= Dataset excerpt =
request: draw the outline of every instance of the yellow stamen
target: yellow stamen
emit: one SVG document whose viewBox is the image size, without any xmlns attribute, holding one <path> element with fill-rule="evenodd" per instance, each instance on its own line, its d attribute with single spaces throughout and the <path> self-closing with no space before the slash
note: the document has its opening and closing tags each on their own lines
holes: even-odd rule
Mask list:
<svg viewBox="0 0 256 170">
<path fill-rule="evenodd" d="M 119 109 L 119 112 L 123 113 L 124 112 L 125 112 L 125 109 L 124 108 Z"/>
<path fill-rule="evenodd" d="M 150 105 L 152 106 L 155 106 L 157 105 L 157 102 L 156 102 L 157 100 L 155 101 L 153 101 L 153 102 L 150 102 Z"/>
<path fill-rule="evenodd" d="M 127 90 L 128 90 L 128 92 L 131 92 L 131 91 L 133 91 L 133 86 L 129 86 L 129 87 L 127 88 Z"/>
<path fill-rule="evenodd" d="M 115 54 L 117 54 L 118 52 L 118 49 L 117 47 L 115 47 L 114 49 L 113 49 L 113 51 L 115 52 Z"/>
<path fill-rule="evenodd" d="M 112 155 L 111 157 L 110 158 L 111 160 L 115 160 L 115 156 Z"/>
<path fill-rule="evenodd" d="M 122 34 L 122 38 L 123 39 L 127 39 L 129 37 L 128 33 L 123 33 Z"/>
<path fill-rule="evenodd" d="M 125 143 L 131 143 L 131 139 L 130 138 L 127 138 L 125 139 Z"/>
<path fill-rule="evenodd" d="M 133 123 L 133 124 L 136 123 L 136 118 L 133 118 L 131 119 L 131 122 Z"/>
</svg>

= INSTRUCTIONS FOR THE TASK =
Reproduce the entries above verbatim, from their first line through the line containing "150 105 L 152", with both of those lines included.

= FINAL RESULT =
request: draw the outline of every instance of the yellow stamen
target: yellow stamen
emit: one SVG document whose viewBox is the image size, without any xmlns attribute, holding one <path> element with fill-rule="evenodd" per instance, each instance on its own line, its d attribute with single spaces throughout and the <path> self-closing with no space before the slash
note: the document has its opening and closing tags each on their own lines
holes: even-odd rule
Mask list:
<svg viewBox="0 0 256 170">
<path fill-rule="evenodd" d="M 119 109 L 119 112 L 123 113 L 124 112 L 125 112 L 125 109 L 124 108 Z"/>
<path fill-rule="evenodd" d="M 150 105 L 152 106 L 155 106 L 157 105 L 157 102 L 156 102 L 157 100 L 155 101 L 153 101 L 153 102 L 150 102 Z"/>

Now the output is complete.